*** Input ***
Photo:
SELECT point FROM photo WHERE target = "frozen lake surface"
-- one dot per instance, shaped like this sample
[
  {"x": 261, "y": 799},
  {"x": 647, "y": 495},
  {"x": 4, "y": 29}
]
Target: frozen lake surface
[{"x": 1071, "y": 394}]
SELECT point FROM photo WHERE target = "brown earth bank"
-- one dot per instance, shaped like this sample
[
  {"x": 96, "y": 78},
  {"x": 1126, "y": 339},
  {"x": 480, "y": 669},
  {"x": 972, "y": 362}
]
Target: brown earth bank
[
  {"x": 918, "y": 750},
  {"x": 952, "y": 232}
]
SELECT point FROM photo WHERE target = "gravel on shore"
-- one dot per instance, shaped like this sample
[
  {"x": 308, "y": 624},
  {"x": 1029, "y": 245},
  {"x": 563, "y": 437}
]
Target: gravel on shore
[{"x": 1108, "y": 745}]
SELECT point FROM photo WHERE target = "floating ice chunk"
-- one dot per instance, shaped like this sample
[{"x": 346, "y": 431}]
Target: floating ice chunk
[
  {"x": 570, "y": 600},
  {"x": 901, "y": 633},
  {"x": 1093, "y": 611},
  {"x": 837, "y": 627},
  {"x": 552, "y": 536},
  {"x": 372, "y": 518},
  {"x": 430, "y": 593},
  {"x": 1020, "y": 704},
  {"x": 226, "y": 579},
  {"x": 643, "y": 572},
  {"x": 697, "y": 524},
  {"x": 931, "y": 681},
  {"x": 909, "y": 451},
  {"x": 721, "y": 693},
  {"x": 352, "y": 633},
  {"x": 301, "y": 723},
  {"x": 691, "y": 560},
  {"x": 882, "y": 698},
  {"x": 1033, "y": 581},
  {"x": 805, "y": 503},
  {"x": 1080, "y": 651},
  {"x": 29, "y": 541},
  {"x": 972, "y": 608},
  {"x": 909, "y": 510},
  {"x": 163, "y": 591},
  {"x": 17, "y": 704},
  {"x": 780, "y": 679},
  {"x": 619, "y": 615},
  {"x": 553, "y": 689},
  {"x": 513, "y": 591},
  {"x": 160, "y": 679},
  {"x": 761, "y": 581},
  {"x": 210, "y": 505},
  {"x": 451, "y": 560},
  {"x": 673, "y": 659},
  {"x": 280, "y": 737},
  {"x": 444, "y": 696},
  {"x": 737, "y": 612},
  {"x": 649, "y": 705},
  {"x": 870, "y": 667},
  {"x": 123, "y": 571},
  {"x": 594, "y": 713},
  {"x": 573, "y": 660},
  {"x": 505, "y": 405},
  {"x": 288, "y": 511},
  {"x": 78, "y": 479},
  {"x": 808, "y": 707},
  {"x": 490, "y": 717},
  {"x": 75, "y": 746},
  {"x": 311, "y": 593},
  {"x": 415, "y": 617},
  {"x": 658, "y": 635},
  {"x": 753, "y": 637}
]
***
▸ Exercise prompt
Extract the entries above verbatim.

▸ Task result
Photo:
SELECT point FROM photo WHERE target = "frozen lake surface"
-- one dot per instance, shaped like this sample
[
  {"x": 261, "y": 799},
  {"x": 647, "y": 495},
  {"x": 4, "y": 29}
]
Target: frozen lake surface
[{"x": 1071, "y": 394}]
SELECT point FROM photo WHERE target = "brown earth bank"
-- one dot per instance, shaped like this sample
[
  {"x": 96, "y": 78},
  {"x": 1126, "y": 339},
  {"x": 480, "y": 669},
  {"x": 972, "y": 362}
]
Target: brown earth bank
[
  {"x": 918, "y": 750},
  {"x": 952, "y": 232}
]
SELECT point FROM photo WHERE target = "gravel on shore"
-- one dot per instance, shaped like this sample
[
  {"x": 308, "y": 624},
  {"x": 1029, "y": 245},
  {"x": 563, "y": 437}
]
Target: gravel on shore
[{"x": 1108, "y": 745}]
SELECT point FROM photo WHERE target = "floating ice chunk"
-- one dot per instance, shaped like this sample
[{"x": 346, "y": 431}]
Target: floating ice chunk
[
  {"x": 570, "y": 600},
  {"x": 901, "y": 633},
  {"x": 1093, "y": 611},
  {"x": 837, "y": 627},
  {"x": 552, "y": 536},
  {"x": 372, "y": 518},
  {"x": 430, "y": 593},
  {"x": 1020, "y": 704},
  {"x": 226, "y": 579},
  {"x": 643, "y": 572},
  {"x": 697, "y": 524},
  {"x": 931, "y": 681},
  {"x": 909, "y": 451},
  {"x": 721, "y": 693},
  {"x": 352, "y": 633},
  {"x": 301, "y": 723},
  {"x": 691, "y": 560},
  {"x": 882, "y": 698},
  {"x": 1033, "y": 581},
  {"x": 805, "y": 503},
  {"x": 1080, "y": 651},
  {"x": 29, "y": 541},
  {"x": 972, "y": 608},
  {"x": 909, "y": 510},
  {"x": 163, "y": 591},
  {"x": 17, "y": 704},
  {"x": 780, "y": 679},
  {"x": 619, "y": 615},
  {"x": 553, "y": 689},
  {"x": 513, "y": 591},
  {"x": 160, "y": 679},
  {"x": 761, "y": 581},
  {"x": 210, "y": 505},
  {"x": 451, "y": 560},
  {"x": 673, "y": 659},
  {"x": 280, "y": 737},
  {"x": 444, "y": 696},
  {"x": 737, "y": 612},
  {"x": 649, "y": 705},
  {"x": 870, "y": 667},
  {"x": 123, "y": 571},
  {"x": 594, "y": 713},
  {"x": 573, "y": 660},
  {"x": 505, "y": 405},
  {"x": 288, "y": 511},
  {"x": 78, "y": 479},
  {"x": 808, "y": 707},
  {"x": 490, "y": 717},
  {"x": 75, "y": 746},
  {"x": 311, "y": 593},
  {"x": 415, "y": 617},
  {"x": 658, "y": 635},
  {"x": 753, "y": 637}
]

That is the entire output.